## Opdracht:
Herhaal ongewijzigd alles uit het materiaal vanaf de regel met "Would you mind picking out the lab coat cuff" tot en met de regel met "<point>736,526</point>".

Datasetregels
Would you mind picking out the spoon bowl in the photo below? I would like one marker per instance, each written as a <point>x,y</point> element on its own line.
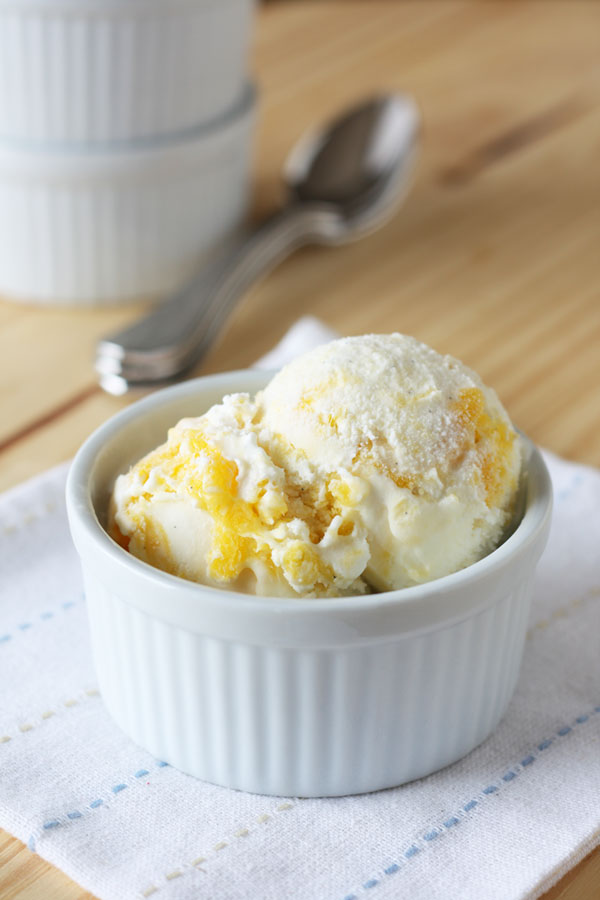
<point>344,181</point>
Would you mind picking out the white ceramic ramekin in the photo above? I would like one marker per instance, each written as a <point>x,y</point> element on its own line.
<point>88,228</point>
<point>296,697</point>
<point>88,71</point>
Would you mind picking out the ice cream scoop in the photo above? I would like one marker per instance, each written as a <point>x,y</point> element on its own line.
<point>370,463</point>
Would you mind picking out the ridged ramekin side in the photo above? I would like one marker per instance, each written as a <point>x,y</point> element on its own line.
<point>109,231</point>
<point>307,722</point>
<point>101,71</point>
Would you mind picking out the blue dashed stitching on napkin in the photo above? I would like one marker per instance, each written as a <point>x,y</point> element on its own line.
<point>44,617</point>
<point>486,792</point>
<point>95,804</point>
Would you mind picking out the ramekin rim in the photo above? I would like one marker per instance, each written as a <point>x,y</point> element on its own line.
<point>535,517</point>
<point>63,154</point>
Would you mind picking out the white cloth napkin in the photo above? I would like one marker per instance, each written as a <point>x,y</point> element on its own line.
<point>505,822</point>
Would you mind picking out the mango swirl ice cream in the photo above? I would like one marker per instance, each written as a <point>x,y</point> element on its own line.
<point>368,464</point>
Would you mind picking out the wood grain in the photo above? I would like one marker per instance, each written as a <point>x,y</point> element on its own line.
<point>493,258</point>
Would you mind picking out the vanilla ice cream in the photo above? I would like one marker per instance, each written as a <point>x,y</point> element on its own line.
==
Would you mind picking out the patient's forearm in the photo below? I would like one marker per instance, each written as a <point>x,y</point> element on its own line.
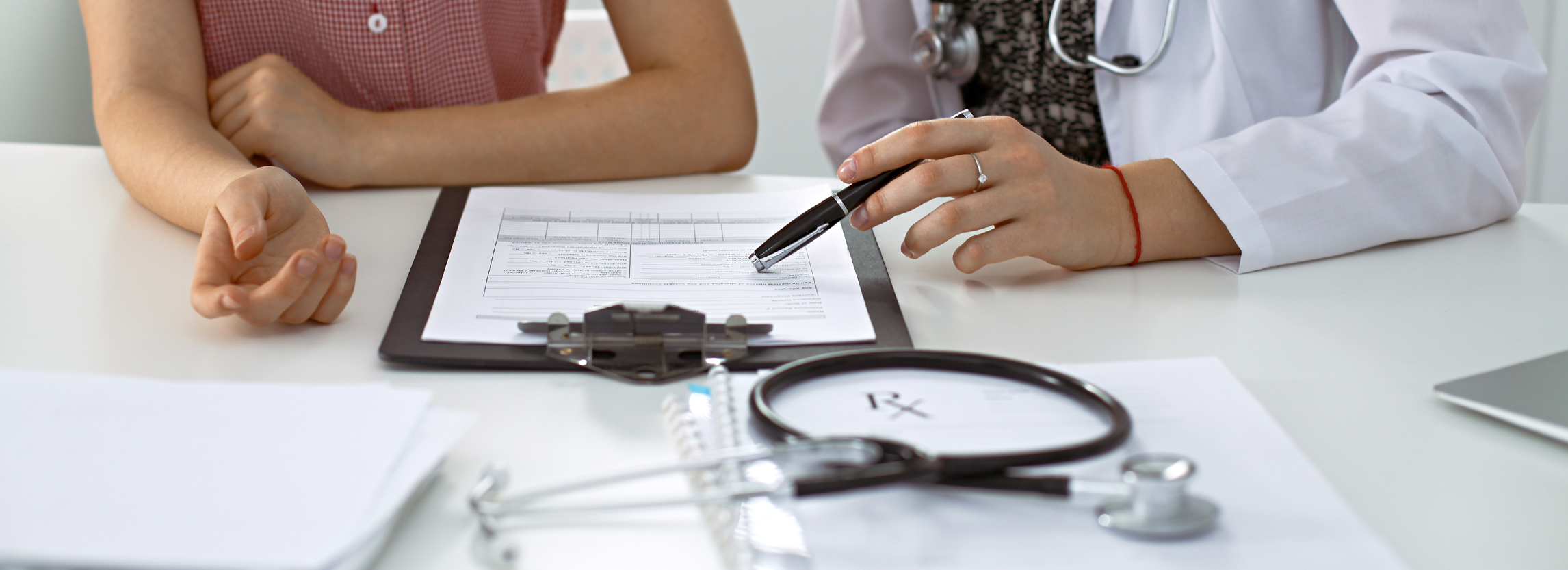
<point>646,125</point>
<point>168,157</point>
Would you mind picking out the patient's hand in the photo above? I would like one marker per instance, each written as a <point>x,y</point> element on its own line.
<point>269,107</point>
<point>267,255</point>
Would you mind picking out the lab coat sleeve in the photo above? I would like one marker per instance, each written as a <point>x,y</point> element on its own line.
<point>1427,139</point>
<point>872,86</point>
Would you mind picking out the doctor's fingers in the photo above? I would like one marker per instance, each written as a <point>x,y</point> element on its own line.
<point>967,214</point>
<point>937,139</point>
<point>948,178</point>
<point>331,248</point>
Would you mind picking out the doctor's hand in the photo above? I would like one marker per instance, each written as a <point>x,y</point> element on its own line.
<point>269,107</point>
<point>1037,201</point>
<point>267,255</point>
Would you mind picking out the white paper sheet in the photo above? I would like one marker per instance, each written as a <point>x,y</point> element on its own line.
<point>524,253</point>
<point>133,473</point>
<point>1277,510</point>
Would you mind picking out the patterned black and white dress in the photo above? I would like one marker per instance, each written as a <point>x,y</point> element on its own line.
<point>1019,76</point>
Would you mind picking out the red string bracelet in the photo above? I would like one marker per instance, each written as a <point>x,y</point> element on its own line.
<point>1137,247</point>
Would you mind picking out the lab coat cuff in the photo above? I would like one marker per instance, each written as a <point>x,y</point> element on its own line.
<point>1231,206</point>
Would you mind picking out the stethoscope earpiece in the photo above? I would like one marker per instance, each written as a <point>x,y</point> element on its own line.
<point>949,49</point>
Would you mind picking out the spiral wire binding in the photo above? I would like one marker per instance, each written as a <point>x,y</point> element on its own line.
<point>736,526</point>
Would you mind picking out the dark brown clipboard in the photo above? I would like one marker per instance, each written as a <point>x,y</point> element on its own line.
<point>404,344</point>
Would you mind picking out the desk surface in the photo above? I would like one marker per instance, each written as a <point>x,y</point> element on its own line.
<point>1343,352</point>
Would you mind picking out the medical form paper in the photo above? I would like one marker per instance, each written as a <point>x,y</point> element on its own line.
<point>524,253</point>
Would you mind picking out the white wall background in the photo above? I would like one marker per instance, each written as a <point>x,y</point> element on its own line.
...
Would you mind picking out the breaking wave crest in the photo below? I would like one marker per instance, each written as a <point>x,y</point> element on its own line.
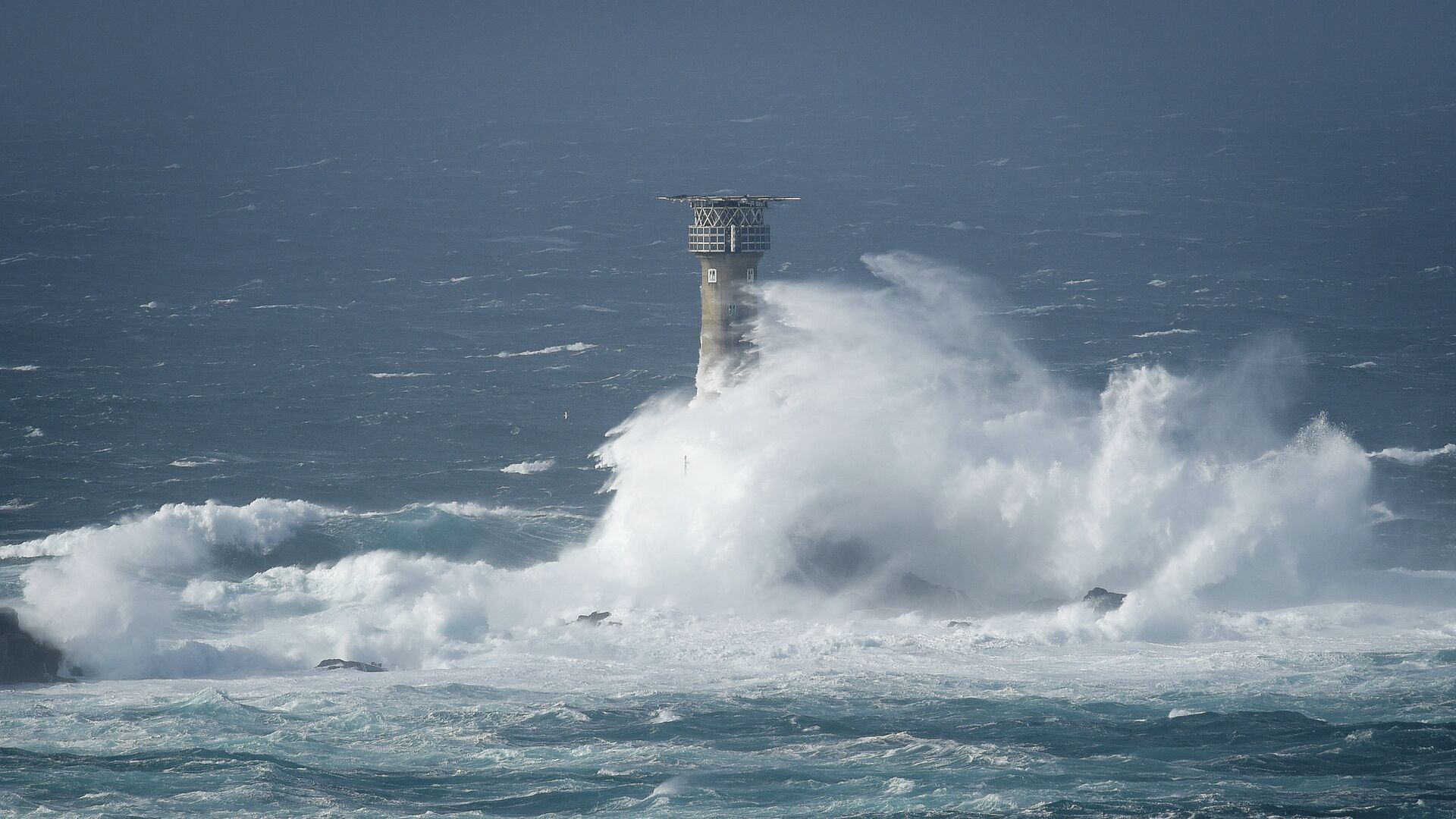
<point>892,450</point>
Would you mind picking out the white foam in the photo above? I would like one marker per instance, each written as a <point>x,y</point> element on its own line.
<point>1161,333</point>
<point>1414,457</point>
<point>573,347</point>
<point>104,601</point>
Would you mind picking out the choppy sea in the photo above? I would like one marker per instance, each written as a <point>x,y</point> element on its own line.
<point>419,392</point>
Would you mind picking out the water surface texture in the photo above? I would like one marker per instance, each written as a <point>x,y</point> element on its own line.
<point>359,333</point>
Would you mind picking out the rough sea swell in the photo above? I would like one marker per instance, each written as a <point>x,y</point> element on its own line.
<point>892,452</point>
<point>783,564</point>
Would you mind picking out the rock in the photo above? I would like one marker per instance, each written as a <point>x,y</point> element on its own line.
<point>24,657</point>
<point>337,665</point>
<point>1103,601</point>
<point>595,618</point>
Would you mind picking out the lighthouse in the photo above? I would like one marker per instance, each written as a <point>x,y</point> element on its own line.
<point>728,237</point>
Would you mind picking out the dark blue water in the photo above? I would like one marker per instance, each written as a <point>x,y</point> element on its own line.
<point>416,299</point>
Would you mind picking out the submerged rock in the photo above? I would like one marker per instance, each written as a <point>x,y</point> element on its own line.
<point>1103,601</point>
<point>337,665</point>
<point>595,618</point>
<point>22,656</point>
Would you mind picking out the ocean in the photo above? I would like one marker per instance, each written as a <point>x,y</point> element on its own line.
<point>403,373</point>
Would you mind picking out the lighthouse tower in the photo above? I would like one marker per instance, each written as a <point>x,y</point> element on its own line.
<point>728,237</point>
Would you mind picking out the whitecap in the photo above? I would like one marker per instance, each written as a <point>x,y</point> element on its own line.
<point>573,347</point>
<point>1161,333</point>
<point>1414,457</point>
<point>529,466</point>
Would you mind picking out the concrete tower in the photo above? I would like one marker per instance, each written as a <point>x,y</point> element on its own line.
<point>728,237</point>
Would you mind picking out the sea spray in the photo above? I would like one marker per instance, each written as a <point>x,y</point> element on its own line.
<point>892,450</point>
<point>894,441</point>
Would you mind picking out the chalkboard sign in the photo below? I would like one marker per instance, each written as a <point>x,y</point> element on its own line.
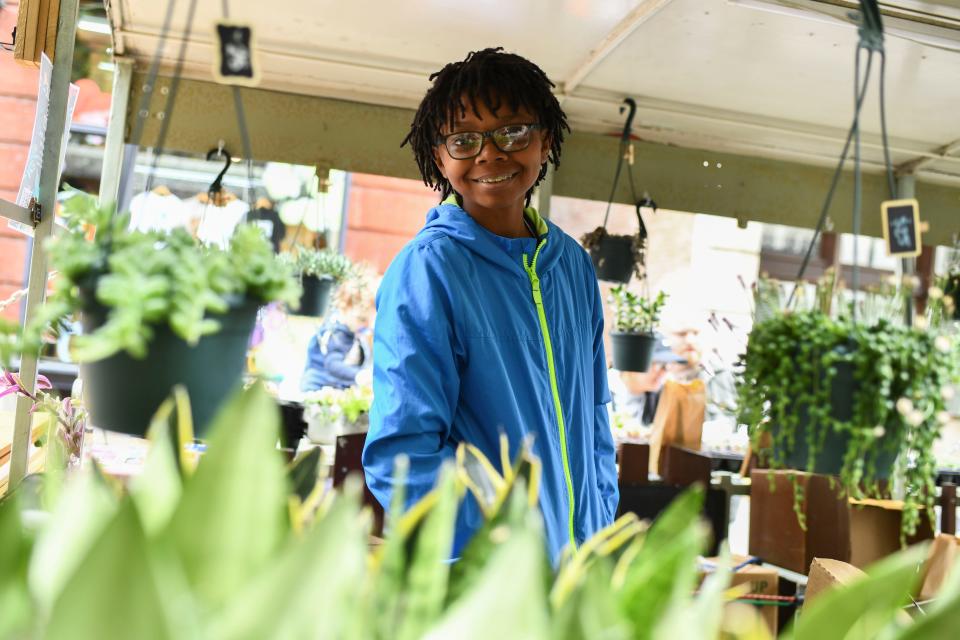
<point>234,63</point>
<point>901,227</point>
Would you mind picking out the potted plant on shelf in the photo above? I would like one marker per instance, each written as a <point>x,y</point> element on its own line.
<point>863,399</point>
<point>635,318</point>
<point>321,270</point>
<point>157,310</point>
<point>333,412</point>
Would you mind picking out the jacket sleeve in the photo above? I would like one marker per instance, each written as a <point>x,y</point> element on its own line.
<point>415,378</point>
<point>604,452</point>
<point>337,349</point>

## Resultaat:
Would you mind picking out the lab coat cuff in the photo above? I would like one marker per instance, each written as a <point>x,y</point> element on its own line.
<point>1231,206</point>
Would you mind picking out the stethoscope earpiece in the photo above? I would like one marker per instance, each written as a <point>x,y</point> element on its own line.
<point>949,49</point>
Would you mind picking out the spiral wire binding in the photo above? I would like one marker per instance, each written as a <point>x,y</point> element on its own line.
<point>736,526</point>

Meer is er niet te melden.